### Task material ###

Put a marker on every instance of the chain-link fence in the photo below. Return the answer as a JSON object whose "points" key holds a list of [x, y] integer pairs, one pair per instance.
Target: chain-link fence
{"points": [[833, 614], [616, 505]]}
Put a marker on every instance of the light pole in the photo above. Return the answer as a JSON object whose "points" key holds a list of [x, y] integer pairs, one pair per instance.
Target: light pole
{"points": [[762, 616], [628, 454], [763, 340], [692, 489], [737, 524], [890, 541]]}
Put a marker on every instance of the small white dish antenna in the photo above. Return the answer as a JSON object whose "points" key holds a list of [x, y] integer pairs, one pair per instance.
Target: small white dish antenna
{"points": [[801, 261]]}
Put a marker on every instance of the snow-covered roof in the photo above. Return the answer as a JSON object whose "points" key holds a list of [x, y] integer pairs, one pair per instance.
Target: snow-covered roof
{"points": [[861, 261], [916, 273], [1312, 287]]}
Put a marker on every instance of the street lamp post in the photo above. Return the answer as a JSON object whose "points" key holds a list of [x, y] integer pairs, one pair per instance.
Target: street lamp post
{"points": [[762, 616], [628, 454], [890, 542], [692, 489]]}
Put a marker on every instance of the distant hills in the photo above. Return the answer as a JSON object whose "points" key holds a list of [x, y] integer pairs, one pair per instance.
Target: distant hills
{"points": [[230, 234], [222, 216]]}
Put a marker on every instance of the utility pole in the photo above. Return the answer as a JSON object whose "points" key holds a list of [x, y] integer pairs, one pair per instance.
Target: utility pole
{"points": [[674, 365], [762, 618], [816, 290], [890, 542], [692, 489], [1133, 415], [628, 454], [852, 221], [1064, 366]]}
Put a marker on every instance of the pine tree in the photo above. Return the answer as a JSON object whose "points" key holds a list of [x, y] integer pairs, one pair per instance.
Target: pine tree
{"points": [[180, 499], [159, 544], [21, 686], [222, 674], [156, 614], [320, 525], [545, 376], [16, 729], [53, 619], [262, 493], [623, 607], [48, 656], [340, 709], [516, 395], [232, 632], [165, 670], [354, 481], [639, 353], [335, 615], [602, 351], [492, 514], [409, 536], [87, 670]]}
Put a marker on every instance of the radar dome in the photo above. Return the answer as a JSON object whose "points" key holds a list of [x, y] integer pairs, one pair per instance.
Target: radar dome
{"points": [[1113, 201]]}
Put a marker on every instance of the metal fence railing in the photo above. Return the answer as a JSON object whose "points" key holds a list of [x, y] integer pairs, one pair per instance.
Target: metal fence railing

###

» **Exercise**: Your task is to transcribe the material exactly.

» **Exercise answer**:
Put a marker on every instance of the chain-link fence in the photo below. Return the answer as a JSON object whose "points" key holds a list of [x, y] integer pairs, one pair per instance.
Target: chain-link fence
{"points": [[833, 614], [616, 505]]}
Put a marker on every instance of the light pole in the photo above. Return the answer as a JSON object whose "points" key holds a list of [x, y] integer pairs, one pair per instance.
Target: light pole
{"points": [[762, 616], [628, 454], [763, 340], [692, 489], [737, 524], [890, 541]]}
Put a marker on every instance of the small white dish antenna in the photo above. Return the answer as a JSON object whose "points" key holds a list of [x, y] integer pairs, one pair per instance.
Target: small white dish antenna
{"points": [[801, 261]]}
Put a marker on every instance of the snow-covered roof in the photo above. Return the answer as a JSON object whose "points" key holds a list of [x, y] integer pairs, one pair per instance.
Target: snow-covered roof
{"points": [[861, 261], [916, 273], [1312, 287]]}
Put a marker on every instance of the street lamp post in the photo above. Return the answer as a JSON object whose "points" key holds a list of [x, y] integer pairs, one pair per instance.
Target: street lamp post
{"points": [[762, 616], [628, 454], [890, 542], [692, 489]]}
Put a marker on every instance of the distant hills in the photo above. Return the answer as a JSON object whose "points" key holds a list of [x, y] integer pairs, one pair per instance.
Target: distant hills
{"points": [[230, 234], [222, 216]]}
Put a marker on every instance of the utility pole in the photo above. Return the answer as a JSON object whose "points" key holds a list of [x, y] integer pairs, one pair per instance.
Target: utility pole
{"points": [[674, 365], [762, 618], [816, 290], [890, 542], [692, 489], [1133, 415], [628, 454], [852, 221], [1064, 366]]}
Put a marker on every instance of the pine tree in the photo above. Return the answer as a JSON object whose "points" key holds a list of [x, y] integer pairs, one pair per instance.
Target: pine tree
{"points": [[180, 499], [159, 544], [21, 686], [222, 674], [156, 614], [320, 525], [545, 376], [16, 729], [53, 619], [262, 493], [623, 607], [48, 656], [340, 709], [516, 395], [232, 632], [165, 670], [354, 481], [639, 353], [335, 615], [602, 351], [492, 514], [409, 536], [87, 670]]}
Put a marker on every instance of the radar dome in the photo above. Return the answer as a JSON object whose "points" key holds a list of [x, y] integer pairs, one pair per instance.
Target: radar dome
{"points": [[1113, 201]]}
Put a marker on every instance of the metal fence railing in the photo above. Return the answer as a JSON object whose "points" key holds a list of [x, y] integer pairs, one pair per instance.
Target: metal fence railing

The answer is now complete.